Task directions: Each line from the first down to the one containing "x=192, y=247" should be returned exactly as it appears below.

Extracted material:

*** Begin section ***

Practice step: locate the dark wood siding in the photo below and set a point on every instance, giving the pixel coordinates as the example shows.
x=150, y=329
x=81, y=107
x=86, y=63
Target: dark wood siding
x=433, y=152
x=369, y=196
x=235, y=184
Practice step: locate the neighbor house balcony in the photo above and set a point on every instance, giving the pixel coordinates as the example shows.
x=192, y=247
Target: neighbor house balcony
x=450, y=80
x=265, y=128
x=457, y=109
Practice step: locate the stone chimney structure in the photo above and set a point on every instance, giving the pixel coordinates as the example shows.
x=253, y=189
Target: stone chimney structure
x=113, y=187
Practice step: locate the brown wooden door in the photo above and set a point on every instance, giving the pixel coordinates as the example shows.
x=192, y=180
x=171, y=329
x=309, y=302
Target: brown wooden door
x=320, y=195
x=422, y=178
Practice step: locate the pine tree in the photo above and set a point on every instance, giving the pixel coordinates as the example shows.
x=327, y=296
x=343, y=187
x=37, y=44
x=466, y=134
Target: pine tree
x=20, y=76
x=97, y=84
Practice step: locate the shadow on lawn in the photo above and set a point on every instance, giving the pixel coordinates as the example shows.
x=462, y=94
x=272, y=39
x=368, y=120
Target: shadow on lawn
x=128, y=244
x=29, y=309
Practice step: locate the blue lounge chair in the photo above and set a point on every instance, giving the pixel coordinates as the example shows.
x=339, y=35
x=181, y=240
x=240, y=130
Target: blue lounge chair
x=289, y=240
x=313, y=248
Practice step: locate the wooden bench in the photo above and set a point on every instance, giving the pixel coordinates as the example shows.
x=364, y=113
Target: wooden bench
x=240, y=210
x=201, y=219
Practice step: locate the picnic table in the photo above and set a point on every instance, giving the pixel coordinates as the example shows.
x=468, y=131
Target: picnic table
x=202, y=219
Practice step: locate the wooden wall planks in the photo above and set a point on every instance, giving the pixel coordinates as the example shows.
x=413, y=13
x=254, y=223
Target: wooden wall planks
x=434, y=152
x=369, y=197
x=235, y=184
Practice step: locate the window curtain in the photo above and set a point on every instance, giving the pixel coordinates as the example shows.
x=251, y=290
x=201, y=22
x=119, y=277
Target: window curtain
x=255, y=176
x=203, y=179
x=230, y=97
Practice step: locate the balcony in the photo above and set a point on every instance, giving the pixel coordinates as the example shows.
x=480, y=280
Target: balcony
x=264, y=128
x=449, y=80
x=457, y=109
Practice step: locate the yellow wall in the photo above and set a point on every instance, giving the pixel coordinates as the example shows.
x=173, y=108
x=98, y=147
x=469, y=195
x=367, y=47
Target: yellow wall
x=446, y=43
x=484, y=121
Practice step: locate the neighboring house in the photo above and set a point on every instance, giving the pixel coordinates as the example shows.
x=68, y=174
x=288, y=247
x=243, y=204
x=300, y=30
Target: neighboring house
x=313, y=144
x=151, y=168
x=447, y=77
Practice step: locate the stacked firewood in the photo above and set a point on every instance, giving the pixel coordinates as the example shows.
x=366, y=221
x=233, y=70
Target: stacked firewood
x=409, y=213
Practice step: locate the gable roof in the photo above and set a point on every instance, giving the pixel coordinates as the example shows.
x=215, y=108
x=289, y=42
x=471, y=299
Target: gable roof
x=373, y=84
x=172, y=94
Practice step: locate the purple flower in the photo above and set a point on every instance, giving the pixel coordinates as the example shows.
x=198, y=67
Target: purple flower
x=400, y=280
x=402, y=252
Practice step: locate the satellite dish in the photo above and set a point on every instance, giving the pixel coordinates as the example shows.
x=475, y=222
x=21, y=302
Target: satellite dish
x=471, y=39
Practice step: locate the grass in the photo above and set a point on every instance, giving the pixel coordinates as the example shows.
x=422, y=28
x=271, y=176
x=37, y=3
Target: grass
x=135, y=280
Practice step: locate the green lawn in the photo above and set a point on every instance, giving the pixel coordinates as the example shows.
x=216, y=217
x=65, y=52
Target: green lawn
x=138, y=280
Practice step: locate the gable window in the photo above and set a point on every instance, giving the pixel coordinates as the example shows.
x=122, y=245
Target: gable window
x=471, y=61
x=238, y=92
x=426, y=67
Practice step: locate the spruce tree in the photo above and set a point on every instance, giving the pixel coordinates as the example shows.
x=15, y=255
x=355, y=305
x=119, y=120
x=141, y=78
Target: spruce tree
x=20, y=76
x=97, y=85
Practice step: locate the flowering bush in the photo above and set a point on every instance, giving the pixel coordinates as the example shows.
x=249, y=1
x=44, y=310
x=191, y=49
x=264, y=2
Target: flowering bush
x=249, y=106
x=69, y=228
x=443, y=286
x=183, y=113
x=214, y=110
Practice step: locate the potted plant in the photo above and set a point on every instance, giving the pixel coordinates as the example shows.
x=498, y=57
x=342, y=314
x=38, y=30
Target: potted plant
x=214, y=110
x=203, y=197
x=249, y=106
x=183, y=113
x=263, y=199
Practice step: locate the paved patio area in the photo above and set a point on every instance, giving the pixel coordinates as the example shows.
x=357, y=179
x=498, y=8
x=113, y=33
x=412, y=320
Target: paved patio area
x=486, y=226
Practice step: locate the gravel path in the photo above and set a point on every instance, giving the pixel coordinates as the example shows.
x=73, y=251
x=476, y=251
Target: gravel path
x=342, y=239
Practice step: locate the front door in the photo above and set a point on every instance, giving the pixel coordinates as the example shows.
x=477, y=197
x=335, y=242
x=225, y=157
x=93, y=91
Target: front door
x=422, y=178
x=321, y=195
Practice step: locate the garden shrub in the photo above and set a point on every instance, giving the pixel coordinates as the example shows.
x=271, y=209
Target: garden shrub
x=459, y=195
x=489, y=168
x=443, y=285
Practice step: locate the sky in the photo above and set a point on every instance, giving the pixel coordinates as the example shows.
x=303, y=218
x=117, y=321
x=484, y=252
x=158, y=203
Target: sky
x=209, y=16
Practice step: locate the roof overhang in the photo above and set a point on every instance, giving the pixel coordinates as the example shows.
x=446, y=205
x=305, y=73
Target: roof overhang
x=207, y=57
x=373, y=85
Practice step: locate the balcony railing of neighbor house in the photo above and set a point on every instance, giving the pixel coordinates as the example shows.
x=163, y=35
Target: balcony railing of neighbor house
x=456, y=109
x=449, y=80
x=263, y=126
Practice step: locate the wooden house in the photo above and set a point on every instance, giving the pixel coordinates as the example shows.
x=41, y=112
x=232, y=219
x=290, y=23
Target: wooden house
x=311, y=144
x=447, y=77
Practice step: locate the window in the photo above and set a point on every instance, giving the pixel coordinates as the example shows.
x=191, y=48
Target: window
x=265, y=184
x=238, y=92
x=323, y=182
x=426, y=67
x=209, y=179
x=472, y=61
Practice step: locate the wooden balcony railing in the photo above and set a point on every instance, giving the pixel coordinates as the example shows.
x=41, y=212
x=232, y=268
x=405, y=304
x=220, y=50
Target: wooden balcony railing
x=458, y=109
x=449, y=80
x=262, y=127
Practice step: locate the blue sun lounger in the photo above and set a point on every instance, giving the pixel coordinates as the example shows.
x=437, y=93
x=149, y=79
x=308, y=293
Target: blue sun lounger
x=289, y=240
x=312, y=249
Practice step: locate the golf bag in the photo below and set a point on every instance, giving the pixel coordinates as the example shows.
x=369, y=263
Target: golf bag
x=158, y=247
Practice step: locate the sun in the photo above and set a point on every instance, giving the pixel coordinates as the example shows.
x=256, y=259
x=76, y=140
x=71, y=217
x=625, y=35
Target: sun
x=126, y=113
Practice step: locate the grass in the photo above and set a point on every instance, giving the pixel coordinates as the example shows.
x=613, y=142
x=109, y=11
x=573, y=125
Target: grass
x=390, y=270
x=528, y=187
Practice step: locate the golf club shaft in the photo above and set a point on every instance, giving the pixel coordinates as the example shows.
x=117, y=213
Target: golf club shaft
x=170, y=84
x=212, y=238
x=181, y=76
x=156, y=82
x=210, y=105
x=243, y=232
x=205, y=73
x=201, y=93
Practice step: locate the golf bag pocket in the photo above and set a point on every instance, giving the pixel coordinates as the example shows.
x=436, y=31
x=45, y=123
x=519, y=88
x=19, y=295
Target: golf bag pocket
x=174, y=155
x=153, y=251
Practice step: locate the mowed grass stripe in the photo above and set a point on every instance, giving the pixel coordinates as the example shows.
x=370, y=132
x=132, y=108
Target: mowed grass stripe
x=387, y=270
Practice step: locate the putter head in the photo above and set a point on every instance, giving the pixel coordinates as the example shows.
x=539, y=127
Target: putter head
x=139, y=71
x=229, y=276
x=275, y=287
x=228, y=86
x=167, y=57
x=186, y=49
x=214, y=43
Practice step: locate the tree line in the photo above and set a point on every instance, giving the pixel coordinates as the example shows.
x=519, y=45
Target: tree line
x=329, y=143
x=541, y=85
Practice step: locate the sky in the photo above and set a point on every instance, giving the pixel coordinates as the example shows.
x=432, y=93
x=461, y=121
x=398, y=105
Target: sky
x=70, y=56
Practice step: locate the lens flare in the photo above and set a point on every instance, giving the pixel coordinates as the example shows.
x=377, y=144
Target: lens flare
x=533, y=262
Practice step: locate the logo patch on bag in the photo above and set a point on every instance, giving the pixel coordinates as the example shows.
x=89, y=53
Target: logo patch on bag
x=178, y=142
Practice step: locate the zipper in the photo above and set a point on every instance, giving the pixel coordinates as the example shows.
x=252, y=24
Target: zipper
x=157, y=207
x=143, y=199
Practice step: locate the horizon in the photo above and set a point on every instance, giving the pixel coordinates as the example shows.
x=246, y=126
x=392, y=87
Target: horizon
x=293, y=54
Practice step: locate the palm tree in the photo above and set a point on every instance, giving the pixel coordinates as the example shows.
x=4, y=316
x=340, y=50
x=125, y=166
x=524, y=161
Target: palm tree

*** End section ***

Exercise response:
Practice step: locate the dark wood siding in the photo below and set a point on every instance, giving the pixel coordinates as the example shows.
x=150, y=329
x=81, y=107
x=86, y=63
Target: dark wood siding
x=433, y=152
x=369, y=196
x=235, y=184
Practice step: locate the neighbor house balcony in the photo above and set a point on every instance, giving the pixel coordinates as the example shows.
x=192, y=247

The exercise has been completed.